Goal of the exercise => The only acceptable output is every entry, printed exactly.
---------- The input ----------
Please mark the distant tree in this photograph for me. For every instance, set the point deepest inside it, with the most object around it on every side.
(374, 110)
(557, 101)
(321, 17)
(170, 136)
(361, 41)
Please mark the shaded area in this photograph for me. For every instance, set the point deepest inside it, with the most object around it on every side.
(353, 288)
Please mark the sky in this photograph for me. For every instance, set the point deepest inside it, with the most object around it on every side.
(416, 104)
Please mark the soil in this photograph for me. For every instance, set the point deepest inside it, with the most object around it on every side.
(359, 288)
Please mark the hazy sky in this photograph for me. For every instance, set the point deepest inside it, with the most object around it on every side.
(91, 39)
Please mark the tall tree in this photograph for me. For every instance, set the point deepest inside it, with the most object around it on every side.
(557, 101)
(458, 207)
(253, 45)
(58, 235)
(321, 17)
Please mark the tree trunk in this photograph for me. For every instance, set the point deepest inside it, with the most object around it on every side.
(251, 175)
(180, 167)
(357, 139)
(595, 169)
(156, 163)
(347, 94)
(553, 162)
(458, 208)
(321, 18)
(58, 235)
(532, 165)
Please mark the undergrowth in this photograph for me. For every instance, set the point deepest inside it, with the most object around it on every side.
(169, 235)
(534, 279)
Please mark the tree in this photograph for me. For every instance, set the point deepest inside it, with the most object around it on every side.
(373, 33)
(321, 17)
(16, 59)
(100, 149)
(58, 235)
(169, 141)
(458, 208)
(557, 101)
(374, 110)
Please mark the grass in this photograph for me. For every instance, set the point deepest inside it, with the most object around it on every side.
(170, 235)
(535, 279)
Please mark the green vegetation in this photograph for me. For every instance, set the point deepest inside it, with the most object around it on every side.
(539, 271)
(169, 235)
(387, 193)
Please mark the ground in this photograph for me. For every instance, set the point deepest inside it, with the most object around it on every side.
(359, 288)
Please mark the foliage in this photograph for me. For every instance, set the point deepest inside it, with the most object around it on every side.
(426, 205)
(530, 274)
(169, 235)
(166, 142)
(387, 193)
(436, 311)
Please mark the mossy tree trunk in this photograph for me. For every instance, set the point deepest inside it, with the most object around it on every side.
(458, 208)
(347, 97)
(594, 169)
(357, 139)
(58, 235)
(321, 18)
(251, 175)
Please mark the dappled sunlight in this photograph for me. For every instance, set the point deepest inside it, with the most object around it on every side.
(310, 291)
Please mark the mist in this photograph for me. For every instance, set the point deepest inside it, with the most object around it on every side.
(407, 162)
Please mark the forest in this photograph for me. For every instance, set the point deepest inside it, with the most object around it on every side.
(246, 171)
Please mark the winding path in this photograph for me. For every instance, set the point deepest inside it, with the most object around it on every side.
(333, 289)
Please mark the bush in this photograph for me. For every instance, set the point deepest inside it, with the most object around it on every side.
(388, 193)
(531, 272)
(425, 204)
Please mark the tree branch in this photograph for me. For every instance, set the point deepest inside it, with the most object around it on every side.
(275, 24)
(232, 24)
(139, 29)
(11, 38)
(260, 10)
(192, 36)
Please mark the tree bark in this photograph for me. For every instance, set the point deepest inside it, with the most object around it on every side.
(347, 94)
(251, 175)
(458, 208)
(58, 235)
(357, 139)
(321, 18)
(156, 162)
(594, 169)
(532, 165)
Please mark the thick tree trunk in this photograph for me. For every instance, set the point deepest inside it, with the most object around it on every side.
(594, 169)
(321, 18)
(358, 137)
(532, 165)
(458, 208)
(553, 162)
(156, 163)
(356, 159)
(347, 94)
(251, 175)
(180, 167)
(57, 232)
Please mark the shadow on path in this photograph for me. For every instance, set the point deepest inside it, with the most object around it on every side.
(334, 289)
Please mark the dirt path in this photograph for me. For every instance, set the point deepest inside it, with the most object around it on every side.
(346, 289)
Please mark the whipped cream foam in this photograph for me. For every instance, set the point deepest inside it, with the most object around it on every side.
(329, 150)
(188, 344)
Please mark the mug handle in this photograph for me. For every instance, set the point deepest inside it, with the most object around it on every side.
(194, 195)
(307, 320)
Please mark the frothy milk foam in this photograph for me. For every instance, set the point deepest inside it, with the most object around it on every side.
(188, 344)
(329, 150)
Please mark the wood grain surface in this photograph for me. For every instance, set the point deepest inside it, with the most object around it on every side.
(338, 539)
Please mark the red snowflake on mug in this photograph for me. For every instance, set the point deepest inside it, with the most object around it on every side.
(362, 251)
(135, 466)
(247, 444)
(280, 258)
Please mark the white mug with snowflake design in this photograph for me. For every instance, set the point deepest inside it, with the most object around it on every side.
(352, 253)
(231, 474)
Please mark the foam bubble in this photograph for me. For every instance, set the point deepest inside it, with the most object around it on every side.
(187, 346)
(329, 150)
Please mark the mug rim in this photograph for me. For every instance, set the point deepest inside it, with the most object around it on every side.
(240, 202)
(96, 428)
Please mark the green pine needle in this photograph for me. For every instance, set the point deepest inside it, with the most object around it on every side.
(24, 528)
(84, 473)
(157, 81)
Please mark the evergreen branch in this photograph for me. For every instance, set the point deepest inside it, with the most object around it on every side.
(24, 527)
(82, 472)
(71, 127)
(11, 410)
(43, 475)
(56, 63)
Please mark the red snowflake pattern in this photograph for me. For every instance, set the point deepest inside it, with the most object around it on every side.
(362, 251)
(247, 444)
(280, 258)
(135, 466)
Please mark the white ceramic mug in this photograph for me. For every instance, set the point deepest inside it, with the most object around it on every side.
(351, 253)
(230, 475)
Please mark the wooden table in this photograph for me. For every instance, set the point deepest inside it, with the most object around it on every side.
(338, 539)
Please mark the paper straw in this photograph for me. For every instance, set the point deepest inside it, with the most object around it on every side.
----------
Task response =>
Please mark the distant tree in this photograph for me. For every instance, set the point deepest inside it, with the most object around it on every side.
(374, 110)
(557, 101)
(321, 17)
(170, 136)
(361, 41)
Please mark the shaded area in this photograph for me. For every instance, set the point deepest inside it, with the most object around it on every side.
(353, 288)
Please mark the sky in this photograph for me. For every instance, set the point deepest inside it, with the most object around it on every side.
(416, 104)
Please mark the soil in this photograph for me. For every instance, set the point deepest inside it, with the most object around it on every side.
(359, 288)
Please mark the hazy sky in this photograph for me. For every instance, set the point deepest inside it, with the most object around it on every side.
(91, 39)
Please mark the tall tree in this photograph for me. For every instance, set the point deepest inside it, with the most object around it on every side.
(557, 101)
(458, 207)
(253, 45)
(58, 235)
(321, 17)
Please mark the tree trunk in this photograph for me. For every instance, set the point deepest inside it, with the most object around it on every side.
(251, 175)
(180, 167)
(357, 139)
(595, 169)
(156, 163)
(347, 94)
(553, 162)
(458, 208)
(321, 18)
(58, 235)
(532, 165)
Please mark the undergrowth in this photograph for me. For every instance, set the point deepest inside it, with the most object around it on every side.
(169, 235)
(534, 279)
Please mark the tree in this photograph for me. For every instance, set the point deepest inside it, with the most object around it on every side.
(373, 33)
(321, 17)
(16, 59)
(100, 149)
(58, 235)
(169, 141)
(458, 208)
(557, 101)
(374, 110)
Please mark the grass in this photograph for me. For every instance, set the point deepest inside it, with the most object around it on every side.
(170, 235)
(535, 279)
Please mark the green vegetation in this photograph for me. For every instance, set the point deepest inside it, with the most object around it on every side.
(539, 271)
(169, 235)
(387, 193)
Please mark the ground in this photograph for me. For every instance, set the point deepest inside it, with the most object around it on every side.
(359, 288)
Please mark the foliage in this photograph for me. For every instance, set the point deepest inside it, with the most object around it on every side.
(426, 205)
(530, 274)
(169, 235)
(166, 142)
(387, 193)
(436, 311)
Please mark the mossy tree trunk in this photograph for me. For every instance, set the point deepest inside it, with the most object around it on every side.
(458, 208)
(347, 97)
(594, 169)
(357, 139)
(58, 235)
(321, 18)
(251, 175)
Please mark the dappled sunlight in this photograph for me. For every instance, set the point deepest inside it, with the most object around it on every side.
(310, 291)
Please mark the mist in this photograph for me. For every instance, set the point deepest inside it, with the most object around it on every side.
(407, 162)
Please mark the forest in this photograph for me. For every instance, set the point deepest inside it, with the most object around it on every side.
(246, 171)
Please mark the winding path in this photograph for me. For every instance, set the point deepest inside it, with the most object around it on every side.
(333, 289)
Please mark the bush in this photograph for me. For every instance, set the point deepest inside it, with the most object around it on every side.
(388, 193)
(531, 272)
(425, 204)
Please mark the tree branch in this photograph for me. For every instance, set the point deepest inside it, with the most object around it on every side.
(275, 24)
(232, 24)
(139, 29)
(11, 38)
(260, 10)
(192, 36)
Please mark the tree bark in this photograph for me. For every instance, set the point deepest inside it, with the most object around it on every side.
(347, 94)
(251, 175)
(458, 208)
(58, 235)
(357, 139)
(321, 18)
(156, 162)
(594, 169)
(532, 165)
Please mark the thick tree trunk in this photograph for me. For every instance, set the point deepest inside it, with the most object around it on every side.
(594, 169)
(321, 18)
(358, 137)
(532, 165)
(458, 208)
(553, 162)
(156, 163)
(356, 159)
(347, 94)
(251, 175)
(180, 167)
(57, 232)
Please mark the shadow on path in this photograph for me. For every instance, set the point deepest inside it, with the most object around it on every side.
(334, 289)
Please mark the dirt path in this photograph for me. For every instance, set the point deepest inside it, with the most object around it on every side.
(346, 289)
Please mark the whipped cream foam in this photograph for me. For every instance, set the point deepest inside it, with the most object around it on every side.
(329, 150)
(188, 344)
Please mark the mug handle in this photograph for me. For every instance, set the point deepest inside it, with the most object around it on every side.
(194, 195)
(307, 320)
Please mark the frothy milk foam in this photograph for me. For every instance, set the point deepest inside it, with the most object around it on every side.
(188, 344)
(329, 150)
Please mark the wood grain surface in this photograph for me. For every instance, set the point deepest inside it, with the most object around it on every side.
(338, 539)
Please mark the red snowflake on mug in this photograph for me. For every instance, set the point deepest inside it, with the most object around it on every side.
(362, 251)
(135, 466)
(247, 444)
(280, 258)
Please mark the white mug with snowflake design in this photograph for me. For every instance, set the point deepest inside it, with the most object around it on every side.
(352, 253)
(231, 474)
Please mark the foam bubble in this photograph for me. For every instance, set the point deepest inside it, with the most object around it on every side.
(187, 346)
(329, 150)
Please mark the mug rim in this photograph for me. For every instance, set the point deepest inside it, with the most object around it on every side.
(240, 202)
(96, 428)
Please mark the green pine needle in this photograph for me. For every instance, set the point deepest inside it, with the most object around it on every side.
(24, 528)
(84, 473)
(157, 81)
Please mark the evergreen branch in this photograph for me. For every instance, set the point deepest inside it, with the most object around it on every side.
(24, 527)
(82, 472)
(71, 127)
(11, 410)
(43, 475)
(56, 63)
Please mark the red snowflake pattern in this photograph for me. For every instance, set the point deepest inside it, with the most object around it on every side.
(362, 251)
(247, 444)
(280, 258)
(135, 466)
Please mark the white ceramic mug in this photograph for me. For every instance, set the point deepest inside it, with the most object around it on every side.
(351, 253)
(230, 475)
Please mark the wooden table in this photograph for me. For every instance, set the point deepest inside it, with the most object around it on every side.
(338, 539)
Please mark the paper straw in this photograph for me. For every instance, set the point deepest inside it, with the most object around it on every side.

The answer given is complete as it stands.